**Written task:** Update the items below by changing every "system" to "tool" and leave everything else as it is.

**Records shown:**
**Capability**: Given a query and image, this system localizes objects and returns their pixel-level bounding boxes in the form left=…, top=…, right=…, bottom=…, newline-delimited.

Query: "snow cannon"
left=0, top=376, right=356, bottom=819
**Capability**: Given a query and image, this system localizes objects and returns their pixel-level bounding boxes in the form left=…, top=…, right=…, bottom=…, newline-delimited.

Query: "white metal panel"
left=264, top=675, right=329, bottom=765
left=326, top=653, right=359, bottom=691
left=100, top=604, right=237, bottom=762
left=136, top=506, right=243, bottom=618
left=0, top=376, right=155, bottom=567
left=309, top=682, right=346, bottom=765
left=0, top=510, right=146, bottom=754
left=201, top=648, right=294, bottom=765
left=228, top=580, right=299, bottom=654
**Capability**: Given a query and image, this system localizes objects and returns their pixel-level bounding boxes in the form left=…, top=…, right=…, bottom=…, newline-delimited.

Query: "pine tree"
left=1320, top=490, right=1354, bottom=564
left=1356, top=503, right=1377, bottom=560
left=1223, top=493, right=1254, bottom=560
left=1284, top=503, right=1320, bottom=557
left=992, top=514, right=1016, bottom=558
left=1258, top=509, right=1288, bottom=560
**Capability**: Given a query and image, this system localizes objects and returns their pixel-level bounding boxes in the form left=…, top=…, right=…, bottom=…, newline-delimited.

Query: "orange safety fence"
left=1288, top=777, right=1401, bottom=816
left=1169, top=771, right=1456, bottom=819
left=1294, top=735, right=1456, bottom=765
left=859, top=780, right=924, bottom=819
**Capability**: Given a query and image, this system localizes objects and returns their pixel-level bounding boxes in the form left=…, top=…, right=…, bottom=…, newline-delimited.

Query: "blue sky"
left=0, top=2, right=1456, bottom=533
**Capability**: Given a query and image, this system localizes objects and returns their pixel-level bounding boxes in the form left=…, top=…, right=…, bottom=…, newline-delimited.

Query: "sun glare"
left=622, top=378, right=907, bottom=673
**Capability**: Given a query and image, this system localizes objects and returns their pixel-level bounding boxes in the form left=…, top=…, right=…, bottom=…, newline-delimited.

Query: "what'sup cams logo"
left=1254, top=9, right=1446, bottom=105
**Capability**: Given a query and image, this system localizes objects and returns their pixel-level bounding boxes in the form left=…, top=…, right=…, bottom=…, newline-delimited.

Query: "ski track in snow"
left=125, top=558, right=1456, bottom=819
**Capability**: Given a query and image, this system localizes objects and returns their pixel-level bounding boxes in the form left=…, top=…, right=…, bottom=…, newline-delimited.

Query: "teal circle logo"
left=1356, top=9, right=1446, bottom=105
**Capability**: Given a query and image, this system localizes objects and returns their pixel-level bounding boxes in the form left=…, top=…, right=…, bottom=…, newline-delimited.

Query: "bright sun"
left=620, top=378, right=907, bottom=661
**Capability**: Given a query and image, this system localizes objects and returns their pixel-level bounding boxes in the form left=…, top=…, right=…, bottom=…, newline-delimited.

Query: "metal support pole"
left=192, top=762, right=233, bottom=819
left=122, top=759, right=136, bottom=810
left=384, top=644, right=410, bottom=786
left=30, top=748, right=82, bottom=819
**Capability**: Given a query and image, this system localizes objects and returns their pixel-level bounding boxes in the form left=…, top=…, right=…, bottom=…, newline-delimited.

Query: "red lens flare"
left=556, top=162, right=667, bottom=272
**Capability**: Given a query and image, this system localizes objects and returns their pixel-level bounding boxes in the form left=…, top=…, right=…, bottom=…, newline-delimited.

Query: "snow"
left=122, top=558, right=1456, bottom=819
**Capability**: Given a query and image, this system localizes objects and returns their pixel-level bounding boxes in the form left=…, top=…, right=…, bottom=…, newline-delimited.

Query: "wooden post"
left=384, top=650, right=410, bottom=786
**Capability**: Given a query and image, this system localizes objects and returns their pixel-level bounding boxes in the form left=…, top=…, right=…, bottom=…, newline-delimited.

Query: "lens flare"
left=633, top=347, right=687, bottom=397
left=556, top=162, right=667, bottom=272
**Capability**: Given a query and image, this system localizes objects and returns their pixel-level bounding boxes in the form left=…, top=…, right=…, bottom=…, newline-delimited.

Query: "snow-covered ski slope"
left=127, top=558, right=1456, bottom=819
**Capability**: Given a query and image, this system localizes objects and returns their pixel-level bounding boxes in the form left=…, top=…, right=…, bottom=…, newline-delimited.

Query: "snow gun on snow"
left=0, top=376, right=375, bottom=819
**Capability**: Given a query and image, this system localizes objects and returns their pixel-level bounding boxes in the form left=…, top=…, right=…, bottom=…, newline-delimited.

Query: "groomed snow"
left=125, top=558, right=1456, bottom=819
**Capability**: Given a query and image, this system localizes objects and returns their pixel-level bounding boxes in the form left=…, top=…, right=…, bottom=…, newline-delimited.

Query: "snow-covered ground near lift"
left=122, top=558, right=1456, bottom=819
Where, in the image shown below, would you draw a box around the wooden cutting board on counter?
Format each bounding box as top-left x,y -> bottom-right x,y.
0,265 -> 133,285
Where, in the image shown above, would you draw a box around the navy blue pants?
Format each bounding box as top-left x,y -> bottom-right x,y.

**Output for this exercise:**
**Capability**: Given a query and image, this tool localizes objects and returns their pixel-level bounding boxes in the form left=…, top=…, right=…, bottom=…, newline-delimited.

Query: "snow cannon"
left=0, top=376, right=356, bottom=819
**Capability**: Given a query and image, this tool localizes objects and returns their pixel-level bounding boxes in the form left=…, top=…, right=…, bottom=…, newline-delimited.

Query: "white metal panel"
left=264, top=675, right=329, bottom=765
left=326, top=653, right=359, bottom=691
left=100, top=604, right=237, bottom=762
left=136, top=506, right=243, bottom=618
left=0, top=376, right=155, bottom=567
left=309, top=682, right=346, bottom=765
left=0, top=510, right=146, bottom=754
left=201, top=648, right=294, bottom=765
left=228, top=580, right=299, bottom=654
**Capability**: Given a query and image, this tool localizes objects and returns their pixel-level bounding boxes in the form left=…, top=…, right=…, bottom=…, newline-delimited.

Query: "pine tree"
left=1320, top=490, right=1354, bottom=564
left=1356, top=503, right=1377, bottom=560
left=1223, top=493, right=1254, bottom=560
left=1284, top=503, right=1320, bottom=557
left=992, top=514, right=1016, bottom=558
left=1258, top=509, right=1288, bottom=560
**Capability**: Given a query and image, this tool localizes objects and returns their pixel-level bounding boxes in the form left=…, top=…, right=…, bottom=…, newline-delimited.

Query: "orange safety fence"
left=1288, top=777, right=1401, bottom=816
left=1169, top=771, right=1456, bottom=819
left=1294, top=735, right=1456, bottom=765
left=859, top=780, right=924, bottom=819
**Capability**: Given a query and image, this tool localizes objects and returns their pixel-level bounding boxes in the form left=…, top=…, right=…, bottom=…, newline-delimited.

Query: "blue sky"
left=0, top=2, right=1456, bottom=533
**Capability**: Given a query and image, this tool localizes objects and returns their pixel-level bounding boxes in the form left=…, top=…, right=…, bottom=…, newline-delimited.

Query: "sun glare"
left=622, top=378, right=907, bottom=673
**Capability**: Given a query and image, this tool localizes objects and returns their pixel-level bounding boxes in the form left=…, top=…, right=…, bottom=…, newline-delimited.

Query: "what'sup cams logo"
left=1254, top=9, right=1446, bottom=105
**Capability**: Given a query and image, this tool localizes objects and returns their pixel-level bounding boxes in the form left=…, top=…, right=…, bottom=…, newline-delimited.

Query: "ski track in snow"
left=125, top=558, right=1456, bottom=819
**Capability**: Given a query and image, this tool localizes objects and returns their pixel-level bounding boxes in the form left=…, top=…, right=…, bottom=…, newline-delimited.

Query: "teal circle logo"
left=1356, top=9, right=1446, bottom=105
**Capability**: Given a query and image, this tool localizes objects and returns their pixel-level bounding boxes in the form left=…, top=…, right=…, bottom=…, newline-delimited.

Query: "bright sun"
left=620, top=378, right=907, bottom=661
**Capability**: Given a query and image, this tool localizes objects and returns their pixel-level bounding boxes in the form left=…, top=…, right=…, bottom=…, newline-delimited.

Query: "metal support pole"
left=192, top=762, right=233, bottom=819
left=122, top=759, right=136, bottom=810
left=384, top=644, right=410, bottom=786
left=30, top=748, right=82, bottom=819
**Capability**: Given a query and image, this tool localizes objects and returns their pixel-level bounding boxes in the form left=…, top=…, right=…, bottom=…, newline-delimited.

Query: "red lens flare"
left=556, top=162, right=667, bottom=272
**Capability**: Given a query and image, this tool localizes objects and returns their pixel-level bounding boxes in the form left=…, top=…, right=…, bottom=…, newline-delimited.

Query: "snow"
left=122, top=558, right=1456, bottom=819
**Capability**: Given a query and image, this tool localizes objects and returns their pixel-level bounding boxes in the form left=…, top=…, right=…, bottom=…, newline-delimited.

Query: "wooden post"
left=384, top=650, right=410, bottom=786
**Capability**: Given a query and image, this tool localizes objects and returns their pixel-level bounding boxes in the form left=…, top=…, right=…, bottom=…, newline-delimited.

Query: "lens flare"
left=633, top=347, right=687, bottom=397
left=556, top=162, right=667, bottom=272
**Capability**: Given a query and image, this tool localizes objects and returns their pixel-level bounding boxes in the form left=…, top=…, right=…, bottom=…, newline-delimited.

Query: "snow-covered ski slope"
left=127, top=558, right=1456, bottom=819
**Capability**: Given a query and image, this tool localizes objects and returns their pixel-level bounding boxes in the form left=…, top=…, right=…, bottom=…, newline-delimited.

Query: "snow gun on snow"
left=0, top=376, right=375, bottom=819
**Capability**: Given a query and image, this tool localizes objects and returns their pixel-level bounding boxes in the form left=…, top=…, right=…, bottom=…, newline-delimited.

Query: "groomed snow"
left=125, top=558, right=1456, bottom=819
**Capability**: Given a query and image, this tool localizes objects and returns their pixel-level bounding boxes in the form left=…, top=…, right=…, bottom=…, newline-delimited.

Query: "snow-covered ground near lift"
left=122, top=558, right=1456, bottom=819
Where, in the image shown below, would you draw a box around the wooden cutting board on counter?
Format each bounding box as top-left x,y -> bottom-right x,y.
0,265 -> 133,285
Where, in the image shown above, would you draw a box around the navy blue pants?
Format each bounding box as top-left x,y -> bottom-right x,y.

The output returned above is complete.